══ Text segment ══

Abstract 13108: Intensive Multi-target Lipid Lowering and Progression of Coronary Atherosclerosis
Background: The current guidelines recommend targeting low-density lipoprotein cholesterol (LDL-C) and non-high-density lipoprotein cholesterol (non-HDL-C) in the management of coronary disease patients (CAD). In practice, lipid targets are met in less than a third of CAD patients and non-HDL-C is often neglected as a treatment target. We aimed to determine the effect of very intensive lipid lowering targeting both LDL-C and non-HDL-C on atheroma progression.
Methods: We studied coronary atherosclerosis progression in 2046 patients with serial intravascular ultrasound. Patients were stratified according to on-treatment LDL-C and non-HDL-C levels (Table). Groups were compared for baseline disease burden and progression rates of atherosclerosis.

═══

▸ **Study questions**:
A) Answer these questions about the lipid-lowering abstract:
(i) In practice, in what share of CAD patients are lipid targets met?
(ii) How many patients were studied?
(iii) What imaging was used to follow coronary atherosclerosis progression?
B) Extend the abstract on intensive lipid lowering and coronary atherosclerosis, starting after its Methods section.

══ Data shown ══

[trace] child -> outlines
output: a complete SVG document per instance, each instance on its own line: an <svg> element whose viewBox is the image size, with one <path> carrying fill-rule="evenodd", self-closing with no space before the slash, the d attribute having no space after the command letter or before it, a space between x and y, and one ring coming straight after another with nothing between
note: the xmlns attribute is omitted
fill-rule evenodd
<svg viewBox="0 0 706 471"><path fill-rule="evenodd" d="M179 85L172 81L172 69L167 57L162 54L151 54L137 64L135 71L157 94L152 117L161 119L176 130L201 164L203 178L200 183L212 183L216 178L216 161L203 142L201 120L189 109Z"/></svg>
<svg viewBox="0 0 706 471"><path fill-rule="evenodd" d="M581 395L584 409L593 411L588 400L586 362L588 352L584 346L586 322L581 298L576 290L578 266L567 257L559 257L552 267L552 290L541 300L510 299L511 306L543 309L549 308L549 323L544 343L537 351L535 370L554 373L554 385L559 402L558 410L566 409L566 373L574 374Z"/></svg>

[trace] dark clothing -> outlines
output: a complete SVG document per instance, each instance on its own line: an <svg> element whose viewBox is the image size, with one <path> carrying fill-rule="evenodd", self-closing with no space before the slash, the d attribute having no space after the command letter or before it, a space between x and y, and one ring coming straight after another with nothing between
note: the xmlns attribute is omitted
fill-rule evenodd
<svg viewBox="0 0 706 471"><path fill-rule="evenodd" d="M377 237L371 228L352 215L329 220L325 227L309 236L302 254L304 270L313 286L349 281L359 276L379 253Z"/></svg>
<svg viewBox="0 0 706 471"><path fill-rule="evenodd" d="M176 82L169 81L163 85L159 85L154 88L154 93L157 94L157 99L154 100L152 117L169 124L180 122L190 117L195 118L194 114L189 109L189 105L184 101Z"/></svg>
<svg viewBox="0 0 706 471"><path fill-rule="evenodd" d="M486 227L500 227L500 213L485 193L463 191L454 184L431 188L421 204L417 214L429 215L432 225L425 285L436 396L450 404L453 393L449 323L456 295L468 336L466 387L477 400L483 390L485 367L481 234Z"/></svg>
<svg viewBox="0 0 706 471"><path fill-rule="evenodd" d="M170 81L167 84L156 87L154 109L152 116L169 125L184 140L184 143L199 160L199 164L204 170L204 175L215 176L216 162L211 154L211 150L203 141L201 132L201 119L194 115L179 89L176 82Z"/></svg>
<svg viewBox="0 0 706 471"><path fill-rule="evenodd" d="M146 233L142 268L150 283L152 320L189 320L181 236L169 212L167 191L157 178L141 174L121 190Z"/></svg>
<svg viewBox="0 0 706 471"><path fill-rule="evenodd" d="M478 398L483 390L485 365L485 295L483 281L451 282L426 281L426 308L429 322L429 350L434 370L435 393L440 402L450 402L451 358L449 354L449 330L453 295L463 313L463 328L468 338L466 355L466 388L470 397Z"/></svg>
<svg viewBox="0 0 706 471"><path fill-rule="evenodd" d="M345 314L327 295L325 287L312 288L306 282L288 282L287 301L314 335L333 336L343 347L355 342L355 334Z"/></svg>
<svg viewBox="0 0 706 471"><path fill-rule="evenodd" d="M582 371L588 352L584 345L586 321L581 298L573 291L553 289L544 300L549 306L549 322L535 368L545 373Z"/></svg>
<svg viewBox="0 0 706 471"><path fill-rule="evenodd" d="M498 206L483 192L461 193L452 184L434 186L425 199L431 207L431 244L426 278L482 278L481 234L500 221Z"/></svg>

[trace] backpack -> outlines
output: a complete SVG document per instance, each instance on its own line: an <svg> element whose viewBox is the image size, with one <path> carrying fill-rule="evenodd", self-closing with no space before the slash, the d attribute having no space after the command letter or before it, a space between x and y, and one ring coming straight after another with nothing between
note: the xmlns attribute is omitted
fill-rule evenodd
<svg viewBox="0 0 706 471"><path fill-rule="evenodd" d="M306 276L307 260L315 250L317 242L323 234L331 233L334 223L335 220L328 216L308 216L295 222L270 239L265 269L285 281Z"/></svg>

═══

▸ **Answers for the exercise**:
A)
(i) Less than a third
(ii) 2046
(iii) Serial intravascular ultrasound

B)
Results: Findings are summarized in table below. Very intensive lowering of both LDL-C and non-HDL-C was associated with less progression of percent atheroma volume (p<0.001) and total atheroma volume (p=0.001), more frequent plaque regression (p=0.001) and less frequent plaque progression (p<0.001). There was a graded relationship between the intensity of lipid lowering, the number of lipid targets met and atheroma progression which persisted in multivariable analysis (p<0.001 and 0.004 for change in PAV and TAV respectively)
Conclusion: Very intensive lipid lowering targeting LDL-C<70 mg/dl and non-HDL-C<100 mg/dl is associated with the slowest progression rates of coronary atherosclerosis. Our findings emphasize the importance of strict adherence to the guidelines on lipid management and even more the need for more intensive lipid lowering in high risk patients.
- © 2010 by American Heart Association, Inc.